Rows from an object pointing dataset
━━━━━━━━━━

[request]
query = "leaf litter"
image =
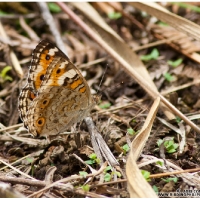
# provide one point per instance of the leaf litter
(129, 119)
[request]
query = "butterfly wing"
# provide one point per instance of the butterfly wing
(62, 94)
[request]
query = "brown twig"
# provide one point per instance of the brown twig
(23, 181)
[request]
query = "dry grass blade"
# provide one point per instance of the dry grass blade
(137, 185)
(174, 20)
(6, 191)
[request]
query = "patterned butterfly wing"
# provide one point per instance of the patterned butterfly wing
(62, 96)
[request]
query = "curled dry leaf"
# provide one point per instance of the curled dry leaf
(137, 185)
(181, 42)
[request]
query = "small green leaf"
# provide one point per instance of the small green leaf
(107, 177)
(108, 168)
(53, 7)
(5, 70)
(152, 56)
(30, 160)
(131, 131)
(162, 24)
(159, 142)
(175, 179)
(89, 162)
(178, 119)
(155, 188)
(175, 63)
(159, 163)
(168, 76)
(105, 105)
(86, 187)
(145, 174)
(83, 174)
(188, 6)
(126, 147)
(114, 15)
(4, 75)
(118, 174)
(93, 156)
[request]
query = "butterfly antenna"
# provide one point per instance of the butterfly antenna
(102, 78)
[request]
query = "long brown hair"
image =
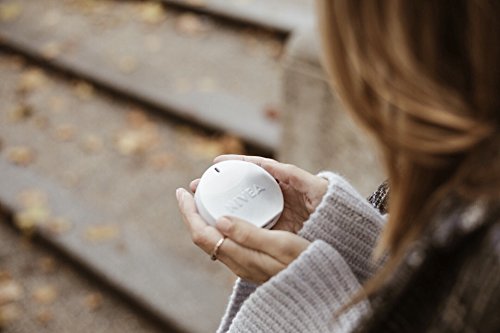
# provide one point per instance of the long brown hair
(423, 77)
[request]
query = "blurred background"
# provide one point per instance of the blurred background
(107, 107)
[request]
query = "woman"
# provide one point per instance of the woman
(423, 78)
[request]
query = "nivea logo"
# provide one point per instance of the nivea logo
(244, 197)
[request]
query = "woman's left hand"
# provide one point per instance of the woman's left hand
(252, 253)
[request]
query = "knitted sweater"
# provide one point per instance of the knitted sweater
(343, 230)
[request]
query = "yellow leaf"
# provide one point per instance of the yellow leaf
(152, 12)
(46, 294)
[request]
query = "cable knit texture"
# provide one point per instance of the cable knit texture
(345, 227)
(449, 280)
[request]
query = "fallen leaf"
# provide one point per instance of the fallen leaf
(46, 294)
(64, 132)
(9, 313)
(57, 225)
(91, 144)
(10, 291)
(152, 12)
(47, 264)
(21, 155)
(21, 112)
(190, 25)
(102, 233)
(57, 104)
(42, 122)
(84, 90)
(34, 211)
(44, 316)
(10, 11)
(31, 80)
(232, 145)
(93, 301)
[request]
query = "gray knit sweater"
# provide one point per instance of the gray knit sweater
(343, 230)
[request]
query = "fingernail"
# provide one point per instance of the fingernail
(224, 224)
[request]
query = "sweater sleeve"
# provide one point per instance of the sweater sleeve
(349, 223)
(304, 296)
(352, 233)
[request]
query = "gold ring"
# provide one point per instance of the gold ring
(213, 256)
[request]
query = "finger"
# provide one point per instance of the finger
(247, 263)
(194, 185)
(281, 245)
(202, 234)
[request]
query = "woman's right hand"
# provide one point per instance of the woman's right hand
(302, 191)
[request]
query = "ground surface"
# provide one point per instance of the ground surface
(40, 293)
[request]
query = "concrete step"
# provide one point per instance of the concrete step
(109, 172)
(223, 77)
(54, 297)
(279, 15)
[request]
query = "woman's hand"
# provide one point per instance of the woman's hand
(302, 191)
(252, 253)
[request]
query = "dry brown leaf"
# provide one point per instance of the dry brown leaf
(34, 210)
(91, 144)
(44, 316)
(190, 25)
(57, 225)
(41, 122)
(127, 64)
(102, 233)
(10, 11)
(47, 264)
(93, 301)
(84, 90)
(64, 132)
(10, 291)
(46, 294)
(152, 12)
(160, 161)
(31, 80)
(9, 313)
(21, 112)
(21, 155)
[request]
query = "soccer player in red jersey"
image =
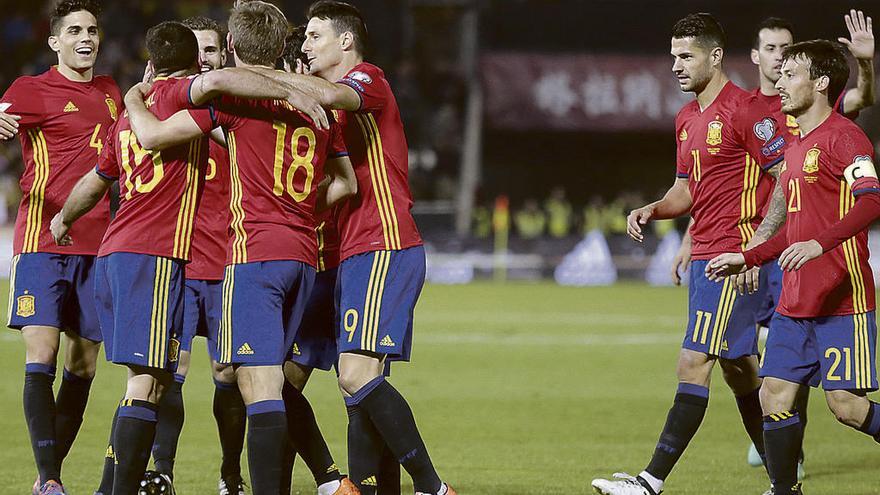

━━━━━━━━━━

Goal
Please report how many lines of the data above contain the string "antenna", treating uppercase and lowercase as different. Give only the number.

Exercise output
2